» Required work:
Every line below between the one holding "Target: snow-covered ground" and the one holding "Find the calm", inclusive, should be copied exactly, and no other line.

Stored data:
::::::

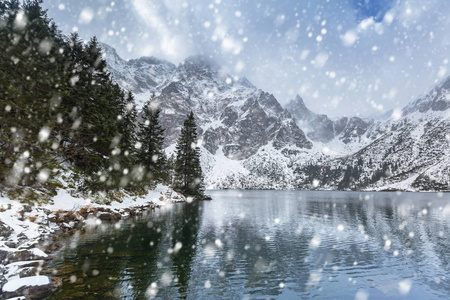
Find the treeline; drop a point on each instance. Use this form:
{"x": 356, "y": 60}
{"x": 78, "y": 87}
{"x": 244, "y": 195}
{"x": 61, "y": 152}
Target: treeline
{"x": 61, "y": 113}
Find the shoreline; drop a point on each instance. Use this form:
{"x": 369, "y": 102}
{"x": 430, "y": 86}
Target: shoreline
{"x": 28, "y": 234}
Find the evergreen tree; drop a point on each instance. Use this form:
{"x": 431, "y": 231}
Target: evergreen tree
{"x": 188, "y": 178}
{"x": 151, "y": 137}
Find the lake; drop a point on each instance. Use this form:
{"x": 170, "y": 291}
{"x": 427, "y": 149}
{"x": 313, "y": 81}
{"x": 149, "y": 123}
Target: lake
{"x": 266, "y": 245}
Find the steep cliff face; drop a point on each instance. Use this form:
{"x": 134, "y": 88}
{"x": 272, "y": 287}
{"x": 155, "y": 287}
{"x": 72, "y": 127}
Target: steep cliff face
{"x": 235, "y": 119}
{"x": 250, "y": 141}
{"x": 320, "y": 128}
{"x": 410, "y": 151}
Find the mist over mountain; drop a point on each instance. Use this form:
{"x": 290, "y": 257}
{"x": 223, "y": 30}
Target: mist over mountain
{"x": 250, "y": 141}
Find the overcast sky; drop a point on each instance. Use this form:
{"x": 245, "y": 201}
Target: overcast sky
{"x": 355, "y": 57}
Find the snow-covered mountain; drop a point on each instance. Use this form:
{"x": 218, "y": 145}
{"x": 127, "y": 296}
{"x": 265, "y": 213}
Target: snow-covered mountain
{"x": 250, "y": 141}
{"x": 320, "y": 128}
{"x": 410, "y": 151}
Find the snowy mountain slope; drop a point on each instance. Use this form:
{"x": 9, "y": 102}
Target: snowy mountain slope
{"x": 410, "y": 152}
{"x": 239, "y": 125}
{"x": 143, "y": 76}
{"x": 250, "y": 141}
{"x": 320, "y": 128}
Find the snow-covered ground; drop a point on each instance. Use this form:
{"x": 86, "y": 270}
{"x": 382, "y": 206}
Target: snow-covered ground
{"x": 24, "y": 228}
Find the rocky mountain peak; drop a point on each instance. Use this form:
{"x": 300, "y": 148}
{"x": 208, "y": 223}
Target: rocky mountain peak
{"x": 438, "y": 99}
{"x": 299, "y": 110}
{"x": 243, "y": 81}
{"x": 199, "y": 64}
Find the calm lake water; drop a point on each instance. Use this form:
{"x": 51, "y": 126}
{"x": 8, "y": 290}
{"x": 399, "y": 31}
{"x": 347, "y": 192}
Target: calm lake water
{"x": 269, "y": 244}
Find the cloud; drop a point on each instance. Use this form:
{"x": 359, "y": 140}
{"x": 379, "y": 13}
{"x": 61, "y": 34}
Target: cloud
{"x": 171, "y": 38}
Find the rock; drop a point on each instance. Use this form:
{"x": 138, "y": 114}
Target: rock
{"x": 11, "y": 244}
{"x": 5, "y": 230}
{"x": 27, "y": 208}
{"x": 4, "y": 252}
{"x": 108, "y": 295}
{"x": 109, "y": 216}
{"x": 54, "y": 246}
{"x": 28, "y": 271}
{"x": 31, "y": 254}
{"x": 34, "y": 287}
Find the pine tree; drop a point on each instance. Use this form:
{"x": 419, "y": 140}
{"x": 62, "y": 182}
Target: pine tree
{"x": 188, "y": 178}
{"x": 151, "y": 137}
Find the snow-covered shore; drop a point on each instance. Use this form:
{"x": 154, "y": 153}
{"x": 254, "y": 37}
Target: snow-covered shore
{"x": 27, "y": 231}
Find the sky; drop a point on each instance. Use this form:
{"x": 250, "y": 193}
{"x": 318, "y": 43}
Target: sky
{"x": 354, "y": 57}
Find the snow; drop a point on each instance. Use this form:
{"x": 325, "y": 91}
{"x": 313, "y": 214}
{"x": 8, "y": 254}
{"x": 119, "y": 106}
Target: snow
{"x": 15, "y": 284}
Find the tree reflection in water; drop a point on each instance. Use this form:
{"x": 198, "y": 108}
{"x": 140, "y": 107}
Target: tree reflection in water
{"x": 260, "y": 244}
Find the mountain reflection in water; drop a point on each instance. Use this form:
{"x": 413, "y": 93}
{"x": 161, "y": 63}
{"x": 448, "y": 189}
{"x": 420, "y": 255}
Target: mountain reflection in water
{"x": 269, "y": 244}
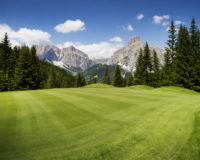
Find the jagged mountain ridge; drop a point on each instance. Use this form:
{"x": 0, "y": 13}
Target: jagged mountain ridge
{"x": 127, "y": 56}
{"x": 74, "y": 60}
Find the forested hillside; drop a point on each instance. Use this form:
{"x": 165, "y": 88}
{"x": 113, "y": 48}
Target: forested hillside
{"x": 20, "y": 69}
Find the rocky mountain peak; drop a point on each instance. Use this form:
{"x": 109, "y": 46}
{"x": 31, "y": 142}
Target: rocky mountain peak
{"x": 127, "y": 56}
{"x": 65, "y": 57}
{"x": 134, "y": 41}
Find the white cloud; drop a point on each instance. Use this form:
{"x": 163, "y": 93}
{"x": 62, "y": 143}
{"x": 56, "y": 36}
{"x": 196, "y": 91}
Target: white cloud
{"x": 70, "y": 26}
{"x": 165, "y": 23}
{"x": 116, "y": 39}
{"x": 24, "y": 35}
{"x": 140, "y": 16}
{"x": 130, "y": 27}
{"x": 160, "y": 19}
{"x": 178, "y": 23}
{"x": 103, "y": 49}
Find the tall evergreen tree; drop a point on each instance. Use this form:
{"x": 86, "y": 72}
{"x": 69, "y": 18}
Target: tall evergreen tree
{"x": 139, "y": 72}
{"x": 130, "y": 80}
{"x": 167, "y": 69}
{"x": 172, "y": 40}
{"x": 147, "y": 65}
{"x": 22, "y": 68}
{"x": 184, "y": 59}
{"x": 156, "y": 68}
{"x": 80, "y": 80}
{"x": 195, "y": 54}
{"x": 117, "y": 78}
{"x": 7, "y": 74}
{"x": 106, "y": 79}
{"x": 34, "y": 71}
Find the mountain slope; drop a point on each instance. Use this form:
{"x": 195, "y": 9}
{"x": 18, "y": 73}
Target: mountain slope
{"x": 69, "y": 58}
{"x": 135, "y": 123}
{"x": 128, "y": 55}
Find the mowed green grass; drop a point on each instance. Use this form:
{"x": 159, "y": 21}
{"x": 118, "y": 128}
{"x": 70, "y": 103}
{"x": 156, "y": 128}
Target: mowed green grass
{"x": 100, "y": 123}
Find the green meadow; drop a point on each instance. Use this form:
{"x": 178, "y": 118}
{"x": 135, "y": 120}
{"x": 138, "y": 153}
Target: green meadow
{"x": 100, "y": 122}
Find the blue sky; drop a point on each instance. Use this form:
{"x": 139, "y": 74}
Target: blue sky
{"x": 96, "y": 21}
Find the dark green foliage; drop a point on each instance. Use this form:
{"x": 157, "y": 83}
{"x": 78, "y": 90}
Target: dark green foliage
{"x": 7, "y": 66}
{"x": 80, "y": 80}
{"x": 139, "y": 73}
{"x": 99, "y": 69}
{"x": 117, "y": 78}
{"x": 172, "y": 40}
{"x": 148, "y": 68}
{"x": 21, "y": 69}
{"x": 195, "y": 53}
{"x": 166, "y": 71}
{"x": 106, "y": 79}
{"x": 130, "y": 81}
{"x": 184, "y": 63}
{"x": 156, "y": 70}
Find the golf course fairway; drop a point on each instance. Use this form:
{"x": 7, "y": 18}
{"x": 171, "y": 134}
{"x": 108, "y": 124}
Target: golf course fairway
{"x": 100, "y": 123}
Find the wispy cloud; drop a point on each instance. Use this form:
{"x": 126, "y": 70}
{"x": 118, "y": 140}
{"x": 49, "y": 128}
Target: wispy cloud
{"x": 116, "y": 39}
{"x": 102, "y": 49}
{"x": 160, "y": 19}
{"x": 130, "y": 28}
{"x": 24, "y": 35}
{"x": 70, "y": 26}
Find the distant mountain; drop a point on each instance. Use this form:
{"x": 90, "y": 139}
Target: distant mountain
{"x": 98, "y": 69}
{"x": 127, "y": 56}
{"x": 74, "y": 60}
{"x": 70, "y": 58}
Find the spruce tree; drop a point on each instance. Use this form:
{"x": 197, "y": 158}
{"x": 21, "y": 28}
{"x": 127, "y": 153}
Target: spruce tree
{"x": 130, "y": 80}
{"x": 117, "y": 78}
{"x": 167, "y": 69}
{"x": 22, "y": 69}
{"x": 172, "y": 40}
{"x": 8, "y": 63}
{"x": 83, "y": 81}
{"x": 195, "y": 54}
{"x": 156, "y": 67}
{"x": 147, "y": 65}
{"x": 106, "y": 79}
{"x": 184, "y": 59}
{"x": 139, "y": 72}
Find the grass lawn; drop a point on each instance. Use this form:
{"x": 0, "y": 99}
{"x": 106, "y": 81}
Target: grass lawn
{"x": 100, "y": 123}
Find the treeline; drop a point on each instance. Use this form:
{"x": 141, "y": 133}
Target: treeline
{"x": 20, "y": 69}
{"x": 181, "y": 62}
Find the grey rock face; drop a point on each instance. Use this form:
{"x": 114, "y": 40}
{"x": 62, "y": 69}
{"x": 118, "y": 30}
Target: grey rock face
{"x": 63, "y": 57}
{"x": 127, "y": 56}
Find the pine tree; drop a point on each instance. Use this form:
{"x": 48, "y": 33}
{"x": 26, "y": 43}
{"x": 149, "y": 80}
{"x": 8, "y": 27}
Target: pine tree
{"x": 106, "y": 79}
{"x": 195, "y": 68}
{"x": 167, "y": 69}
{"x": 184, "y": 59}
{"x": 83, "y": 82}
{"x": 80, "y": 80}
{"x": 7, "y": 74}
{"x": 117, "y": 79}
{"x": 34, "y": 71}
{"x": 130, "y": 80}
{"x": 139, "y": 72}
{"x": 22, "y": 69}
{"x": 172, "y": 40}
{"x": 147, "y": 65}
{"x": 156, "y": 67}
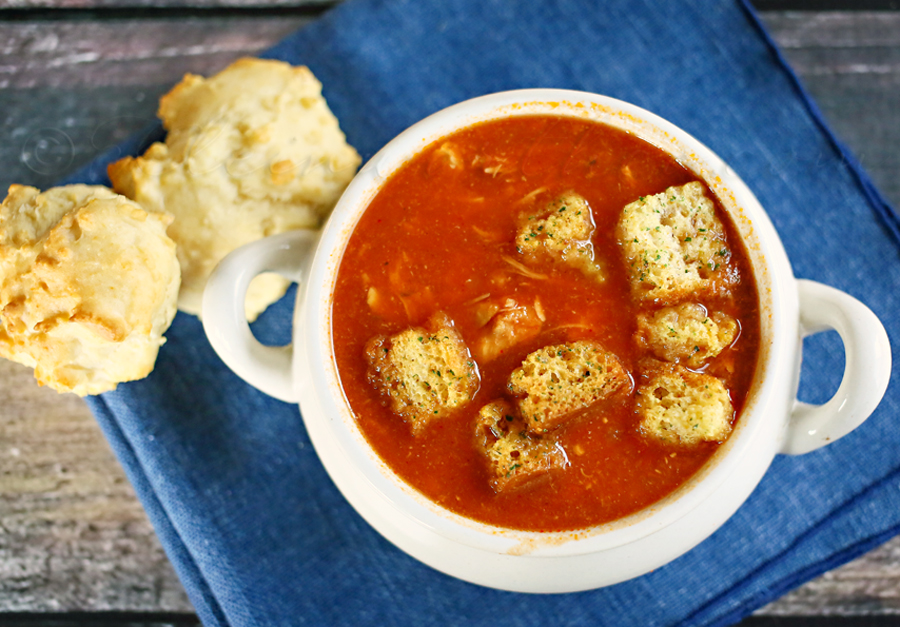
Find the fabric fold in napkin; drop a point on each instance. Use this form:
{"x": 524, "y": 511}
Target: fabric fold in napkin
{"x": 254, "y": 527}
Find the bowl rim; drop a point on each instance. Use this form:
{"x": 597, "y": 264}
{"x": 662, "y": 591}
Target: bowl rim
{"x": 325, "y": 408}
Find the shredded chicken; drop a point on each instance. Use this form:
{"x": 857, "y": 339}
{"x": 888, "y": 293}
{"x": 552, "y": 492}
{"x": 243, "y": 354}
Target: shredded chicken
{"x": 522, "y": 269}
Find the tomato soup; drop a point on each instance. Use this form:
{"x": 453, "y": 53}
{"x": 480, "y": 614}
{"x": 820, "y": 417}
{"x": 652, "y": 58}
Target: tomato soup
{"x": 441, "y": 236}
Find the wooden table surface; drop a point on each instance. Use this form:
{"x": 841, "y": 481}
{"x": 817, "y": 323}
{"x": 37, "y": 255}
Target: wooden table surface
{"x": 77, "y": 76}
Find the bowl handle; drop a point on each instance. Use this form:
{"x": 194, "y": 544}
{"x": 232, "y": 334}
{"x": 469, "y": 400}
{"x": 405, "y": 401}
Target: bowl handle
{"x": 267, "y": 368}
{"x": 867, "y": 368}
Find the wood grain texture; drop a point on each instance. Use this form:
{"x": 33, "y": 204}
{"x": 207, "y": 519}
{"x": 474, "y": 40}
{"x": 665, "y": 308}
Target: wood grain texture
{"x": 72, "y": 535}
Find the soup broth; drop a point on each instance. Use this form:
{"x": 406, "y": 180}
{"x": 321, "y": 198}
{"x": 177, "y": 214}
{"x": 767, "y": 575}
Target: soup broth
{"x": 446, "y": 234}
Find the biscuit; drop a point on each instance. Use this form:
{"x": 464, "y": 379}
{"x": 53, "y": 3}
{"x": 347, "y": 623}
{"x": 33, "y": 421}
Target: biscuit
{"x": 672, "y": 243}
{"x": 425, "y": 372}
{"x": 88, "y": 283}
{"x": 250, "y": 152}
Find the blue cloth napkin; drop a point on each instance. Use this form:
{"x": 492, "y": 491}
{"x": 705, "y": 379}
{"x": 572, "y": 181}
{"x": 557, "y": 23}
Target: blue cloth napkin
{"x": 254, "y": 527}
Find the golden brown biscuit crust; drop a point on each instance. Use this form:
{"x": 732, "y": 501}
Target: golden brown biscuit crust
{"x": 88, "y": 282}
{"x": 250, "y": 152}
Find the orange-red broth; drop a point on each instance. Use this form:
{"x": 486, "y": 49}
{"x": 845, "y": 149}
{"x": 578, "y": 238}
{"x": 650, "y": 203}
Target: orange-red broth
{"x": 434, "y": 239}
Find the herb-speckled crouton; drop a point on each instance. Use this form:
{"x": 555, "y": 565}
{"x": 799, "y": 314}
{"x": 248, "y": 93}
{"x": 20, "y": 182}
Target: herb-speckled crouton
{"x": 562, "y": 231}
{"x": 425, "y": 372}
{"x": 514, "y": 456}
{"x": 673, "y": 243}
{"x": 679, "y": 406}
{"x": 555, "y": 383}
{"x": 686, "y": 333}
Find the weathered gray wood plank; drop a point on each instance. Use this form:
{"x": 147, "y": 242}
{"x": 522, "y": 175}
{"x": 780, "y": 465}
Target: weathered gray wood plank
{"x": 72, "y": 536}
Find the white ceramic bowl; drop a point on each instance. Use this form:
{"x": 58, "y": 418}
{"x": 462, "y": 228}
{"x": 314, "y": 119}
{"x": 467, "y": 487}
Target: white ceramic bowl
{"x": 772, "y": 422}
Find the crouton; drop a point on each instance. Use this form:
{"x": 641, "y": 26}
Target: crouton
{"x": 506, "y": 323}
{"x": 555, "y": 383}
{"x": 686, "y": 334}
{"x": 679, "y": 406}
{"x": 426, "y": 373}
{"x": 673, "y": 244}
{"x": 563, "y": 232}
{"x": 514, "y": 456}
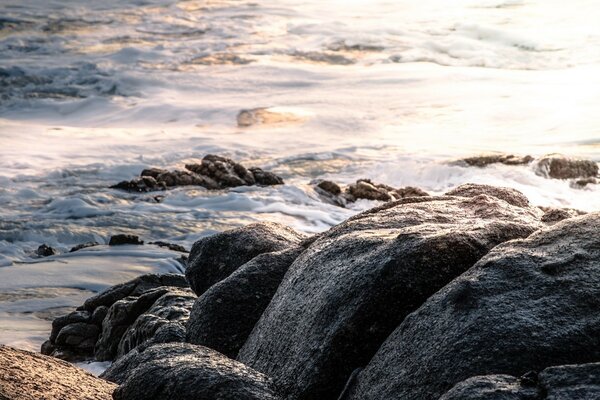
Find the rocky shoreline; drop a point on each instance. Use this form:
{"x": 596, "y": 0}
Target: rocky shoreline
{"x": 474, "y": 294}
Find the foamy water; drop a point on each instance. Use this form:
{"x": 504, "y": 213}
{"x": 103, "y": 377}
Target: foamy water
{"x": 93, "y": 92}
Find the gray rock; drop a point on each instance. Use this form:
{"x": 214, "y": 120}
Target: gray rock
{"x": 570, "y": 382}
{"x": 214, "y": 258}
{"x": 560, "y": 167}
{"x": 171, "y": 308}
{"x": 348, "y": 291}
{"x": 186, "y": 372}
{"x": 223, "y": 317}
{"x": 527, "y": 305}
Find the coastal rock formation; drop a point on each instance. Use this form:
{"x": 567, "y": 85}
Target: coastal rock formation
{"x": 223, "y": 317}
{"x": 214, "y": 172}
{"x": 30, "y": 376}
{"x": 186, "y": 372}
{"x": 351, "y": 288}
{"x": 557, "y": 166}
{"x": 98, "y": 325}
{"x": 215, "y": 257}
{"x": 527, "y": 305}
{"x": 560, "y": 382}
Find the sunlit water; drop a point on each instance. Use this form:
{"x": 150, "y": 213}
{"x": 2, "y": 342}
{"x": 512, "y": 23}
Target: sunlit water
{"x": 93, "y": 92}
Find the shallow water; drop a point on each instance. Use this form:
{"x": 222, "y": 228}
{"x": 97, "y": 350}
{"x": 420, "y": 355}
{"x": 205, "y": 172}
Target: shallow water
{"x": 93, "y": 92}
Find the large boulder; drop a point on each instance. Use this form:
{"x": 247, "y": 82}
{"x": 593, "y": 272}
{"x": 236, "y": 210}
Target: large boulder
{"x": 348, "y": 291}
{"x": 560, "y": 167}
{"x": 215, "y": 257}
{"x": 527, "y": 305}
{"x": 186, "y": 372}
{"x": 223, "y": 317}
{"x": 561, "y": 382}
{"x": 30, "y": 376}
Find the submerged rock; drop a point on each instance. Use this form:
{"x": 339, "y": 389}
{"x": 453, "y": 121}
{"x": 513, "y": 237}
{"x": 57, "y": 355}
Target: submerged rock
{"x": 527, "y": 305}
{"x": 215, "y": 257}
{"x": 351, "y": 288}
{"x": 560, "y": 382}
{"x": 186, "y": 372}
{"x": 30, "y": 376}
{"x": 561, "y": 167}
{"x": 223, "y": 317}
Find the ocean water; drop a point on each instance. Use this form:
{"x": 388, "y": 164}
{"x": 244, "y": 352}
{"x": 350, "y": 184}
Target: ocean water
{"x": 394, "y": 90}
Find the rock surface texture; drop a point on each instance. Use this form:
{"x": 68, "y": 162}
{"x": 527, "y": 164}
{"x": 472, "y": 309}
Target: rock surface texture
{"x": 215, "y": 257}
{"x": 527, "y": 305}
{"x": 186, "y": 372}
{"x": 30, "y": 376}
{"x": 347, "y": 292}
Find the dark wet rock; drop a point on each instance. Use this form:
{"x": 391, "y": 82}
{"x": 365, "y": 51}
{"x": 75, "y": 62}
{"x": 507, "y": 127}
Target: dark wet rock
{"x": 171, "y": 308}
{"x": 553, "y": 215}
{"x": 571, "y": 382}
{"x": 560, "y": 167}
{"x": 215, "y": 257}
{"x": 187, "y": 372}
{"x": 511, "y": 196}
{"x": 118, "y": 240}
{"x": 351, "y": 288}
{"x": 223, "y": 317}
{"x": 170, "y": 246}
{"x": 45, "y": 251}
{"x": 75, "y": 336}
{"x": 366, "y": 189}
{"x": 141, "y": 184}
{"x": 265, "y": 178}
{"x": 527, "y": 305}
{"x": 488, "y": 159}
{"x": 30, "y": 376}
{"x": 83, "y": 246}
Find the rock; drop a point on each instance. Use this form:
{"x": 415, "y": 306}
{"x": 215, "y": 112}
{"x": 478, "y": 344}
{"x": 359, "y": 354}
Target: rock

::::::

» Result below:
Target: snow-covered ground
{"x": 24, "y": 228}
Find the rocky mountain peak; drop a point on each instance. Use this form:
{"x": 300, "y": 148}
{"x": 208, "y": 223}
Target: rocky mountain peak
{"x": 438, "y": 99}
{"x": 299, "y": 110}
{"x": 243, "y": 81}
{"x": 199, "y": 64}
Find the calm lake water; drop a point on each instance. Use this form:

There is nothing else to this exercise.